═════ Supplied data ═════

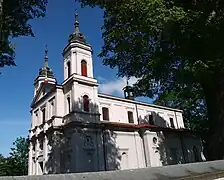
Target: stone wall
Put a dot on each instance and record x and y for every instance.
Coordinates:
(205, 170)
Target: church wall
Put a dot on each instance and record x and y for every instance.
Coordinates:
(78, 55)
(153, 155)
(37, 120)
(123, 150)
(118, 110)
(190, 142)
(118, 113)
(60, 108)
(85, 151)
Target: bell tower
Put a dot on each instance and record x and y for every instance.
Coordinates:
(79, 84)
(45, 74)
(77, 54)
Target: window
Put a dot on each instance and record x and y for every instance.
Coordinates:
(86, 103)
(151, 119)
(83, 68)
(124, 161)
(41, 144)
(41, 166)
(130, 117)
(34, 147)
(105, 113)
(69, 68)
(172, 123)
(195, 151)
(52, 108)
(69, 104)
(43, 115)
(173, 155)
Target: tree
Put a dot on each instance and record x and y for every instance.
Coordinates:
(17, 162)
(194, 111)
(18, 159)
(14, 22)
(2, 166)
(170, 46)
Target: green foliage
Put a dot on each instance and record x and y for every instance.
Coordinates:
(172, 47)
(14, 22)
(17, 163)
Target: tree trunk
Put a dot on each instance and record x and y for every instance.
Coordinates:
(214, 97)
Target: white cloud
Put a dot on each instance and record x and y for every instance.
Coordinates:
(115, 86)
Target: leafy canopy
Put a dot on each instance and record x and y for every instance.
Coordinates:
(14, 22)
(169, 45)
(174, 47)
(17, 162)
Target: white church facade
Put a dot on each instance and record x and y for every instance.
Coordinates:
(76, 129)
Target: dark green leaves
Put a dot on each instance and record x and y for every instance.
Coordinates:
(14, 22)
(17, 163)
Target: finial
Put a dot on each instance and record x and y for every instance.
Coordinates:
(76, 23)
(46, 57)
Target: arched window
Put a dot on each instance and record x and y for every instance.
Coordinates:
(69, 68)
(196, 157)
(69, 104)
(86, 103)
(83, 68)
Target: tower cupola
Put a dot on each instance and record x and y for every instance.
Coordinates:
(77, 36)
(128, 92)
(46, 74)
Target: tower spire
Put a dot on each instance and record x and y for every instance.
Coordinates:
(77, 31)
(46, 57)
(77, 35)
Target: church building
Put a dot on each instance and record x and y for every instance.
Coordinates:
(77, 129)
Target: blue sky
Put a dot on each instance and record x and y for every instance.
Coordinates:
(16, 91)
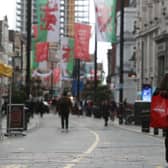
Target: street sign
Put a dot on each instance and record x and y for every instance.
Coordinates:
(15, 117)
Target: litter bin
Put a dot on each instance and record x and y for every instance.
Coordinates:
(145, 120)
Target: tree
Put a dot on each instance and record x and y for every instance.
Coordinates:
(102, 92)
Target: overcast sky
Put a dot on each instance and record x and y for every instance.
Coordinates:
(8, 7)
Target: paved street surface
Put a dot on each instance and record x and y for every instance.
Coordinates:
(87, 144)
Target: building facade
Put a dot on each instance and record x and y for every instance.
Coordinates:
(21, 15)
(129, 84)
(151, 42)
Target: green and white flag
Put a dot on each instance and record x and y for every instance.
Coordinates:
(67, 52)
(105, 20)
(48, 20)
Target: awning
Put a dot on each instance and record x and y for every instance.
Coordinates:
(5, 70)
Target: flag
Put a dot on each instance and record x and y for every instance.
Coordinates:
(35, 31)
(56, 75)
(48, 20)
(42, 51)
(82, 37)
(105, 20)
(67, 50)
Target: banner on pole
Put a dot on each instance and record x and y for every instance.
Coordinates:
(82, 37)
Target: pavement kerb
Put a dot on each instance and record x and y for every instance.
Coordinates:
(137, 129)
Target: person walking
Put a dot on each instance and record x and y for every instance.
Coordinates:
(65, 106)
(106, 113)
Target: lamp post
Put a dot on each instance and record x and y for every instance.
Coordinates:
(121, 60)
(28, 47)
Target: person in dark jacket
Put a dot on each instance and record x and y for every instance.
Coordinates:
(106, 112)
(65, 107)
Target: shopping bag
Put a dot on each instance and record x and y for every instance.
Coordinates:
(159, 112)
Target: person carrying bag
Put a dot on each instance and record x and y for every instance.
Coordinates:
(159, 110)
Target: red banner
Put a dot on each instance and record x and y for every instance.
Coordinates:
(159, 112)
(42, 51)
(82, 36)
(56, 75)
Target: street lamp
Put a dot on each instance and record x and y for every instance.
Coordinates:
(28, 47)
(121, 60)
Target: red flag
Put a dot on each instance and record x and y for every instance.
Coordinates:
(35, 31)
(42, 51)
(66, 54)
(82, 36)
(159, 112)
(56, 75)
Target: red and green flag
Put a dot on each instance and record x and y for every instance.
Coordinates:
(82, 37)
(105, 20)
(48, 20)
(67, 50)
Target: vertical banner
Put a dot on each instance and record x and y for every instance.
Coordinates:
(67, 52)
(105, 20)
(48, 20)
(42, 51)
(82, 37)
(56, 75)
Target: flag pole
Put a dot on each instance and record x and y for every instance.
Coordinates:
(121, 61)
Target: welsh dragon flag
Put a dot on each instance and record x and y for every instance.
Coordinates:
(105, 20)
(46, 30)
(48, 20)
(67, 51)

═════

**Exercise:**
Update all the items above by replacing "Put a dot" with "Place a marker" and leaving everything else unchanged. Leave the pictures out of your answer.

**Response:**
Target: stone wall
Place a marker on each instance and record x and y for every instance.
Coordinates:
(205, 170)
Target: church wall
Place a marker on each instance and record x and y for every instance.
Coordinates:
(78, 55)
(153, 155)
(37, 120)
(123, 150)
(118, 110)
(190, 142)
(118, 113)
(60, 108)
(85, 151)
Target: bell tower
Place a marker on each instance and record x and y for every instance.
Coordinates:
(79, 84)
(45, 74)
(77, 54)
Target: window
Place a marker on each instance and record x and y for every instance.
Coordinates:
(86, 103)
(151, 119)
(83, 68)
(124, 161)
(41, 144)
(41, 166)
(130, 117)
(34, 147)
(105, 113)
(69, 68)
(172, 123)
(195, 151)
(52, 108)
(69, 104)
(43, 115)
(173, 155)
Target: tree
Place a marker on each instance and record x and y for every instance.
Coordinates:
(17, 162)
(194, 111)
(18, 159)
(14, 22)
(2, 166)
(170, 46)
Target: green foliage
Place a marker on each instance and record x and y for every instance.
Coordinates:
(172, 47)
(14, 22)
(17, 163)
Target: tree trunk
Place a marker on each instance and record x and y for every instance.
Coordinates:
(214, 97)
Target: white cloud
Place a marker on each instance and record x and y for every instance.
Coordinates:
(115, 86)
Target: leafy canopy
Place a marker on each instance and record x and y for every instance.
Coordinates:
(14, 22)
(169, 45)
(174, 47)
(17, 162)
Target: white church facade
Place a marker on each instance and record x and y for every instance.
Coordinates:
(76, 129)
Target: dark green leaves
Place a marker on each instance and record x and y for every instance.
Coordinates:
(14, 22)
(17, 163)
Target: finial
Place a marker on each instance and record x and y for every instance.
Coordinates:
(76, 23)
(46, 57)
Target: arched window
Place a marker on each instance and record x and y for every instance.
Coordinates:
(69, 68)
(196, 157)
(69, 104)
(86, 103)
(83, 68)
Target: tower cupola
Place a marker on each instance and record x and y for every instance.
Coordinates:
(77, 36)
(128, 92)
(46, 74)
Target: tower spire
Place a marker on each instance and record x and y for every instance.
Coordinates:
(77, 31)
(46, 57)
(77, 35)
Target: church building
Place a marker on each instance and record x and y for every instance.
Coordinates:
(77, 129)
Target: blue sky
Place a marker on each instance and record x and y for every instance.
Coordinates:
(16, 91)
Target: street sign
Place a marker on each instance and record x and y for every instance.
Coordinates:
(15, 117)
Target: litter bin
Place a marker on each instance and record x and y for every instance.
Coordinates:
(145, 120)
Target: tree
Place a marker on each instance and record x and y for every instance.
Coordinates:
(102, 92)
Target: overcast sky
Place a marker on each instance and record x and y for every instance.
Coordinates:
(8, 7)
Target: paved street surface
Place a marker on each instance and record x and y for every instance.
Coordinates:
(87, 144)
Target: building facade
Place a marker on each instance and record x and y for every instance.
Coordinates:
(21, 15)
(129, 84)
(151, 42)
Target: green and white flag
Place a marker on each instance and record x and y for every instance.
Coordinates:
(67, 52)
(105, 20)
(48, 20)
Target: awning
Place a marker on each instance and record x and y for every instance.
Coordinates:
(5, 70)
Target: flag
Place a marker on each instance and record x and y for every instance.
Coordinates:
(35, 31)
(56, 75)
(48, 20)
(42, 51)
(82, 37)
(105, 20)
(67, 50)
Target: banner on pole
Place a marker on each instance and record x and y for every instance.
Coordinates:
(82, 37)
Target: pavement kerb
Place a marker on each instance and record x and y for every instance.
Coordinates:
(137, 129)
Target: person walking
Place a marker on each instance and record x and y for every instance.
Coordinates:
(65, 106)
(106, 113)
Target: lamp post
Place a marker on each instance and record x and y for every instance.
Coordinates:
(121, 60)
(28, 47)
Target: person in dark jacket
Place a marker on each instance and record x and y for every instance.
Coordinates:
(106, 112)
(65, 107)
Target: shopping bag
Place a marker on each instance and record x and y for every instance.
Coordinates:
(159, 112)
Target: person carrying bag
Place a marker on each instance and record x and y for every instance.
Coordinates:
(159, 110)
Target: red banner
Place a marker on each instance and record x and y for every instance.
Coordinates:
(159, 112)
(42, 51)
(82, 36)
(56, 75)
Target: street lamp
Place a marker on each instance and record x and y for every instance.
Coordinates:
(28, 47)
(121, 60)
Target: red flag
Place a marker on each instance and record x and y for every instance.
Coordinates:
(35, 31)
(42, 51)
(66, 54)
(82, 36)
(159, 112)
(56, 75)
Target: red and green flag
Place a marker on each instance and record x and y for every instance.
Coordinates:
(82, 37)
(105, 20)
(48, 20)
(67, 50)
Target: vertical banner
Place a marker on each instance and record x and y for every instance.
Coordinates:
(67, 52)
(105, 20)
(48, 20)
(42, 51)
(82, 37)
(56, 75)
Target: flag pole
Place a marker on each instance and record x and y for every instance.
Coordinates:
(121, 61)
Target: welsh dragon flag
Place a marker on each instance and record x and y for every instance.
Coordinates:
(105, 20)
(46, 30)
(48, 20)
(67, 51)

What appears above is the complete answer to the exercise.